### WORK ITEM
All of the entries must be reproduced exactly, with no images carried over.
--- ENTRIES SUPPLIED Enclosed Below ---
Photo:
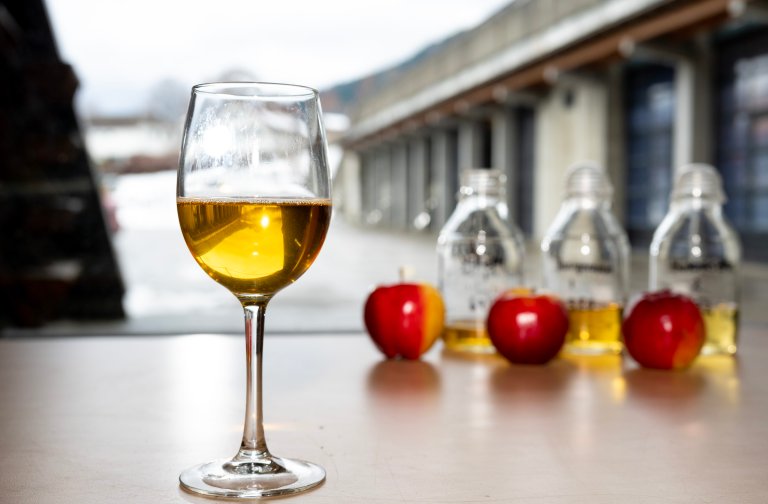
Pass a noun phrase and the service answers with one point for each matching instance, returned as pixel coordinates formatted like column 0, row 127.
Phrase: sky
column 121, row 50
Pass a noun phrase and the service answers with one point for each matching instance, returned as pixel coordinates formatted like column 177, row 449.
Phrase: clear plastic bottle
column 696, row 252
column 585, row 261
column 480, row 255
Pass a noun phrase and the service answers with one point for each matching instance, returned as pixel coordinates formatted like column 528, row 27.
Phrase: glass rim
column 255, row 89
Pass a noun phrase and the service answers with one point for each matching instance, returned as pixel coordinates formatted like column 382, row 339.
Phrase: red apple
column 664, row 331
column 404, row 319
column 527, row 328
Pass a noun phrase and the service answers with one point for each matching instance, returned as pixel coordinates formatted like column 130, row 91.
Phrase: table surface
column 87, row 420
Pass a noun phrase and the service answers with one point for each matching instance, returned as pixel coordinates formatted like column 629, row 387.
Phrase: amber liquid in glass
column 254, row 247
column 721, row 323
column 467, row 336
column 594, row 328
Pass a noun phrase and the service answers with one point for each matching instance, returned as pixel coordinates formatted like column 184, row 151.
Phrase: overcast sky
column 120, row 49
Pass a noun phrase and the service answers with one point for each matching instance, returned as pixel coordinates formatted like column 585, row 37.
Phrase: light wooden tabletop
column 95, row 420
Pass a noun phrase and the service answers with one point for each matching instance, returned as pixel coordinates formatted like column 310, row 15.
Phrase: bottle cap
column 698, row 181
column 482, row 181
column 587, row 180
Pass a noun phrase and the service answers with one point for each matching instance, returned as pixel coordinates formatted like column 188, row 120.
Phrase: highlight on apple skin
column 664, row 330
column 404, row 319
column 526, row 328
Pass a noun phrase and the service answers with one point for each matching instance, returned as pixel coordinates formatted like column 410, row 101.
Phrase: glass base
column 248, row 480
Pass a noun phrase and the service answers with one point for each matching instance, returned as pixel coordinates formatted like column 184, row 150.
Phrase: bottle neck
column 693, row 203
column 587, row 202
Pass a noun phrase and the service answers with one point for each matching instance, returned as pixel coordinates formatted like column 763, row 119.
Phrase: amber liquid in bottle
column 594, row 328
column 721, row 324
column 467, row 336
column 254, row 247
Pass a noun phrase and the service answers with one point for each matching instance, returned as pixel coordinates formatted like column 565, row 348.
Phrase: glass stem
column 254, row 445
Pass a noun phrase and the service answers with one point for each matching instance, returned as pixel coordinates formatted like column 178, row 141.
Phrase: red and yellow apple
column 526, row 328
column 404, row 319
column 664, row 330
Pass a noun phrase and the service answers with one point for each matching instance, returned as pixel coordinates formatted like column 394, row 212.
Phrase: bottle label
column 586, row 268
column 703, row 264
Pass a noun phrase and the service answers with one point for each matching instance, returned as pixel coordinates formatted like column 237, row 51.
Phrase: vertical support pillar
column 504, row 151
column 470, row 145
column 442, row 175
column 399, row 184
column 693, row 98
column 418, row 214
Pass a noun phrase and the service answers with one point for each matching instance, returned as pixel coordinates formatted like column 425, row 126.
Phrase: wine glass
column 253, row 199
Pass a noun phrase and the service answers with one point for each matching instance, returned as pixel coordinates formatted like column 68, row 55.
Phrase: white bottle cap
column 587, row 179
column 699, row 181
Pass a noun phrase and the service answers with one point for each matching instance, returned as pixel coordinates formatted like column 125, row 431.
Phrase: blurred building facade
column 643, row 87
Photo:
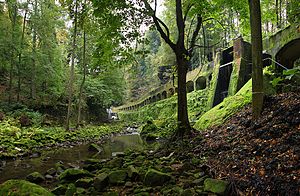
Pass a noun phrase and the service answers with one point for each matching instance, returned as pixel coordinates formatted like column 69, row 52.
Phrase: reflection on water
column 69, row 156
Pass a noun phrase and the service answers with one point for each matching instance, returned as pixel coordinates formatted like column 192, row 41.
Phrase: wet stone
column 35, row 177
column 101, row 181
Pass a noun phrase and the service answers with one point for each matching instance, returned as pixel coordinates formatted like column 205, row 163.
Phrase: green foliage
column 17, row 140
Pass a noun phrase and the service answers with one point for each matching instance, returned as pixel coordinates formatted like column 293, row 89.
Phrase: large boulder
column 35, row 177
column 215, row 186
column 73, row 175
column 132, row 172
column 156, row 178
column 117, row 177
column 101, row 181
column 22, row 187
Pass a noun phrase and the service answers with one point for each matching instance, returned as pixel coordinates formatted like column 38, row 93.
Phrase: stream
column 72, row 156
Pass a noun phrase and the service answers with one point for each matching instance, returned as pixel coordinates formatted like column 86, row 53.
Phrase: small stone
--- End of Enclosed ENTRIES SUPPLIED ---
### REPLY TO THE TASK
Photo:
Pass a noun phrase and the service answers with one point for each matching instance, returned as pixel coordinates formatted like column 0, row 127.
Phrase: sky
column 121, row 50
Pass a noun phrase and the service answers with one point for each matching instance, returned as pixel coordinates formatted like column 177, row 449.
Phrase: clear plastic bottle
column 696, row 252
column 585, row 261
column 480, row 255
Pass a noun phrase and the service answers with one point for each matching instance, returned as pixel coordinates formatted like column 528, row 27.
Phrase: glass rim
column 255, row 89
Pass a noun phrase and the service answers with one point for each matching instance, returned as pixel coordinates formatted like column 382, row 339.
Phrase: red apple
column 664, row 331
column 404, row 319
column 527, row 328
Pass a noun phrase and the service answers with one point for each matching instance, returned as pixel coordinates formatted like column 130, row 91.
Phrase: table surface
column 87, row 420
Pass a noun phrase and the service answers with one point for each matching instance, returned as pixel coordinates formatted like column 629, row 387.
Phrase: amber liquid in glass
column 254, row 247
column 721, row 323
column 467, row 336
column 594, row 328
Pass a noun phrase and the service answers with one point for each matching instance, returned as pixel coordinates formatted like column 184, row 151.
Phrase: overcast sky
column 120, row 49
Pass a noun phrase and the service answers with one point for each matching instance, returned as pixel coordinates formatted like column 585, row 37.
Phrase: light wooden tabletop
column 95, row 420
Pass a noun phrase and the service answers with one point for each matching instance, returned as pixel coordinates formatted like column 310, row 15.
Phrase: bottle cap
column 698, row 181
column 482, row 181
column 587, row 180
Pass a noun phrase and the service answers with one point for each matching instance, returned as pixel coordinates formatted like column 188, row 120.
Phrase: highlight on apple skin
column 664, row 330
column 404, row 319
column 526, row 328
Pass a noun phrase and the service answers with one point for each matching instance, returned as pixel coordinates formatted like column 410, row 101.
Phrase: glass base
column 248, row 480
Pass a noun phrase and the service answers with one point for each matching instance, returned as pixel coordinates formatted like column 184, row 150.
Phrase: bottle neck
column 693, row 203
column 587, row 202
Pass a noun phrase and the service answers with one point for each matching instance, returned as pixel coordinates formatted like column 763, row 119.
Phrase: amber liquid in bottle
column 594, row 328
column 721, row 324
column 467, row 336
column 254, row 247
Pass a noun phrase and the service answers with one point for each matching instance, returned as pixel coordinates formatted like column 565, row 348.
Phrase: glass stem
column 254, row 445
Pass a noun phrase and the service answers with one point for each matching instance, returned as pixel coordinates formatted like column 178, row 141.
Phrase: red and yellow apple
column 526, row 328
column 404, row 319
column 664, row 330
Pass a noun phrase and the service answers with one point for each matching instance, returned as pixel coordinates formatted like column 394, row 212.
Phrase: bottle label
column 586, row 268
column 703, row 264
Pass a noun phrase and the service answers with one point for each matching instance, returned as pixel coordinates formatted like column 237, row 51.
Phrase: vertical support pillar
column 504, row 151
column 470, row 145
column 442, row 175
column 399, row 184
column 693, row 98
column 418, row 214
Pass a noun phrase and the service answers with one point for each matching instance, returned as pixel coordinates formatted like column 425, row 126.
Phrase: wine glass
column 253, row 199
Pass a noun phrase and the service answers with one point for each matching instance, returned as pixel coordinates formatted like column 68, row 55.
Phrase: white bottle cap
column 587, row 179
column 699, row 181
Pass a noun phrase and the service answers with one point for each matching instance, returned as pixel coordinates formatted like column 125, row 431.
Phrase: blurred building facade
column 643, row 87
Photo:
Pass a noun phrase and the service answers with one point for each matching instance, returned as pixel coordinates formatted like column 69, row 52.
Phrase: reflection on water
column 69, row 156
Pass a noun phrase and the service answers with one point for each matching instance, returned as pixel coordinates formatted like column 192, row 41.
Phrase: wet stone
column 35, row 177
column 101, row 181
Pass a noun phrase and the service answers with one point for each matching instance, returned as pixel coordinates formatted like column 205, row 163.
Phrase: green foliage
column 17, row 140
Pass a noun phrase and the service answers with one point for each matching instance, returned as pixel coordinates formatted like column 293, row 89.
Phrase: large boulder
column 35, row 177
column 215, row 186
column 73, row 175
column 132, row 172
column 156, row 178
column 117, row 177
column 101, row 181
column 22, row 187
Pass a noun phrase and the service answers with one point for each matching instance, returned as pixel coordinates formatted like column 38, row 93.
Phrase: stream
column 72, row 156
Pass a noun phrase and the service answers with one point for each matching instance, returned as pixel coordinates formatted like column 86, row 53.
Phrase: small stone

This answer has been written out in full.